▶ **Set task**:
Please copy every one of the rows below word for word.

# # # # #

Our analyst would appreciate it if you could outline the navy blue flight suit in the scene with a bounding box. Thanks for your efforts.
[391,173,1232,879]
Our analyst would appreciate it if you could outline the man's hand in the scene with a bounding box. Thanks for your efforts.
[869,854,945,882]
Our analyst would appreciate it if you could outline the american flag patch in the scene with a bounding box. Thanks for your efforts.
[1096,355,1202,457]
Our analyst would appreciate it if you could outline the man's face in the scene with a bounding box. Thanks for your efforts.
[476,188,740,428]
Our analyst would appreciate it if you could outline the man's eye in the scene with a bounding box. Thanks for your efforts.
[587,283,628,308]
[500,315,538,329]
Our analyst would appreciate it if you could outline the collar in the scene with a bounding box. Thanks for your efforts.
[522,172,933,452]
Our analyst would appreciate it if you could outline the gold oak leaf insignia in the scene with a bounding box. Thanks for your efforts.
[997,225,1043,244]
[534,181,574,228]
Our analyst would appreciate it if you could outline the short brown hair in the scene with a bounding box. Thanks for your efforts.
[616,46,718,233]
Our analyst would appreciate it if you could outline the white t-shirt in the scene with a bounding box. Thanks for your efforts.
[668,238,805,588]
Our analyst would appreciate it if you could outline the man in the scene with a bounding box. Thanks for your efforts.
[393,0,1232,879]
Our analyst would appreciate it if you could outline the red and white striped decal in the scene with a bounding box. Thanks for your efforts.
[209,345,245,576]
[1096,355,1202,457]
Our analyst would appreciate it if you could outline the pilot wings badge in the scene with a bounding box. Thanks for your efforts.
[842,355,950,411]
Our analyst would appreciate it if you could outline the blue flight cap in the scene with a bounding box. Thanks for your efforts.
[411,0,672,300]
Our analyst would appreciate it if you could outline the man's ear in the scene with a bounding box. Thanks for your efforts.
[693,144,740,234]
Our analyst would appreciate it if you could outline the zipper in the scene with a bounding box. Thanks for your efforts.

# # # # #

▶ **Correct output**:
Our analyst would appreciate it if you could outline the navy blue flight suit in the scene with a bounding box. Thanks for your efforts.
[391,173,1232,879]
Our analyst would appreciate it if you could outline the man's hand in the scene with a bounding box. Thanks for your efforts.
[869,854,945,882]
Our analyst would appreciate it if you could outline the american flag patch in the scene with a bounding box. Thanks for your efforts.
[1096,355,1202,457]
Our analyst would appreciate it if you could outline the man's face in the scene with a bounding box. Thanks for your efforts.
[476,188,740,428]
Our analyst would appreciate it if you could outline the man's eye in the scene with a bounding box. Thanks for your efforts.
[587,283,628,308]
[500,315,538,329]
Our analyst would appreciate it if you could outline the collar in the scene with a bounding box. Thanks for your efforts.
[522,172,933,452]
Our analyst would appreciate it if you could outline the gold oak leaf insignia in the scene with a bounding box. Thanks for your efforts.
[997,225,1043,244]
[534,181,574,228]
Our analyst would appreciate it if you could outline the short brown hair in the scene with a bounding box. Thanks for your efforts.
[616,46,718,233]
Our analyst would appreciate it if you could outline the white t-shirt in the scene with a bounding box. Thanks for your efforts.
[668,238,805,588]
Our analyst would appreciate it if you could outline the man in the scene with a bounding box. Thanks for your efforts.
[393,0,1232,879]
Our analyst would appreciate it if you could outline the red and white striped decal in the scene with a bounding box. Thanks for your efforts.
[209,345,245,576]
[1096,355,1202,457]
Our analyst would appreciate it if you could outline the pilot wings badge in the scene with a bounding box. Thanks for your efforts.
[842,355,950,411]
Our analyst would appreciate it if you could outline the blue flight cap in the scene with a bounding box. Thanks for your efforts.
[411,0,672,300]
Our analyst would appreciate it if you could outline the man's ear in the scene with a bounding box. Thanks for your efforts.
[693,144,740,234]
Our analyst would appreciate it if you could outline the zipper in the scene with a bounding box. Thanks for your efforts.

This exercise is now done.